• _YOUR INSTRUCTIONS_
Copy the records below line for line, with no changes.

----- DATA FOR THE TASK

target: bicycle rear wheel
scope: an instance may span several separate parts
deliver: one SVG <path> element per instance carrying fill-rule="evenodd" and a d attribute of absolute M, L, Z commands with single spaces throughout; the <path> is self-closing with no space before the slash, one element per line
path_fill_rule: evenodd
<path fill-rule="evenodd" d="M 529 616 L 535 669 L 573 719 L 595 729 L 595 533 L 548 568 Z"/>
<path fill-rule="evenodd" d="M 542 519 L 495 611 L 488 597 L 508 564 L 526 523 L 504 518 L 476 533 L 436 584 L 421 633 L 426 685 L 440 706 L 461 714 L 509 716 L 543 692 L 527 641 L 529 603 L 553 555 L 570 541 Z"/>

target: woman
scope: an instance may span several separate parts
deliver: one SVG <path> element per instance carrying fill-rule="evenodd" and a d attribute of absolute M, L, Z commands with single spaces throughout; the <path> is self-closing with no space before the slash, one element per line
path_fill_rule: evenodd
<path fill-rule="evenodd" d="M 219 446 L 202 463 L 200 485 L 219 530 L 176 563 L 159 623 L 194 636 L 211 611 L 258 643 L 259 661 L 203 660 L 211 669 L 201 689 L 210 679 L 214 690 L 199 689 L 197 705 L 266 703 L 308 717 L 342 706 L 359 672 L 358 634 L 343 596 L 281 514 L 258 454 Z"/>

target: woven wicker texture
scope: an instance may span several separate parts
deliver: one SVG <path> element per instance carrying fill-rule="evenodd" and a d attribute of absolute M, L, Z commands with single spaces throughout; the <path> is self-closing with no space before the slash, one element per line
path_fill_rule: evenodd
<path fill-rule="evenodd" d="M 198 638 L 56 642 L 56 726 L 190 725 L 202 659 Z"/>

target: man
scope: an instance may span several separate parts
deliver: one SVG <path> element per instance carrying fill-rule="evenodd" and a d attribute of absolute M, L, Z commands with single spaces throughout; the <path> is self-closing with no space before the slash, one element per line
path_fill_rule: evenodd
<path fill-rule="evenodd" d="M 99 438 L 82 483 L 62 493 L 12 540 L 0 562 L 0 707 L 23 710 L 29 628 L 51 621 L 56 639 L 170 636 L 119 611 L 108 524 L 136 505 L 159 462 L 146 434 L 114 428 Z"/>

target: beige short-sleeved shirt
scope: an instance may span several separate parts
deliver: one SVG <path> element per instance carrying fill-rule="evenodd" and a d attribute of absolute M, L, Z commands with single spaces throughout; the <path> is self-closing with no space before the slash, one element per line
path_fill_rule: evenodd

----------

• _SOLUTION TO THIS PROBLEM_
target: bicycle rear wheel
scope: an instance may span several separate parts
deliver: one SVG <path> element per instance carrying fill-rule="evenodd" and a d attribute of absolute M, L, Z commands with single spaces throughout; the <path> is self-closing with no space before the slash, one element per line
path_fill_rule: evenodd
<path fill-rule="evenodd" d="M 529 616 L 535 669 L 573 719 L 595 729 L 595 533 L 548 568 Z"/>
<path fill-rule="evenodd" d="M 542 519 L 495 611 L 488 597 L 508 564 L 526 523 L 504 518 L 476 533 L 436 584 L 421 633 L 426 685 L 440 706 L 461 714 L 509 716 L 543 692 L 527 641 L 529 603 L 553 555 L 570 541 Z"/>

target: woman
scope: an instance may span several separate parts
deliver: one SVG <path> element per instance carrying fill-rule="evenodd" and a d attribute of absolute M, L, Z commands with single spaces throughout; the <path> is self-closing with no space before the slash, one element per line
path_fill_rule: evenodd
<path fill-rule="evenodd" d="M 219 446 L 202 463 L 200 485 L 219 530 L 176 563 L 159 623 L 194 636 L 211 611 L 258 643 L 259 661 L 203 660 L 211 669 L 201 689 L 210 679 L 214 690 L 199 689 L 197 705 L 266 703 L 308 717 L 342 706 L 359 672 L 358 634 L 343 596 L 281 514 L 258 454 Z"/>

target: woven wicker texture
scope: an instance may span several separate parts
deliver: one SVG <path> element per instance carrying fill-rule="evenodd" and a d attribute of absolute M, L, Z commands with single spaces throughout; the <path> is self-closing with no space before the slash, one element per line
path_fill_rule: evenodd
<path fill-rule="evenodd" d="M 198 638 L 56 642 L 56 726 L 190 725 L 202 659 Z"/>

target: man
scope: an instance may span several separate parts
deliver: one SVG <path> element per instance carrying fill-rule="evenodd" and a d attribute of absolute M, L, Z commands with single spaces throughout; the <path> is self-closing with no space before the slash, one element per line
path_fill_rule: evenodd
<path fill-rule="evenodd" d="M 99 438 L 82 483 L 62 493 L 12 540 L 0 562 L 0 707 L 23 710 L 29 628 L 51 621 L 56 639 L 170 636 L 119 611 L 108 524 L 136 505 L 159 462 L 146 434 L 114 428 Z"/>

target: beige short-sleeved shirt
scope: an instance may span several separate parts
deliver: one SVG <path> element per instance carrying fill-rule="evenodd" and a d attribute of absolute M, L, Z commands with single spaces throughout; the <path> is self-closing with no space before the slash, one element per line
path_fill_rule: evenodd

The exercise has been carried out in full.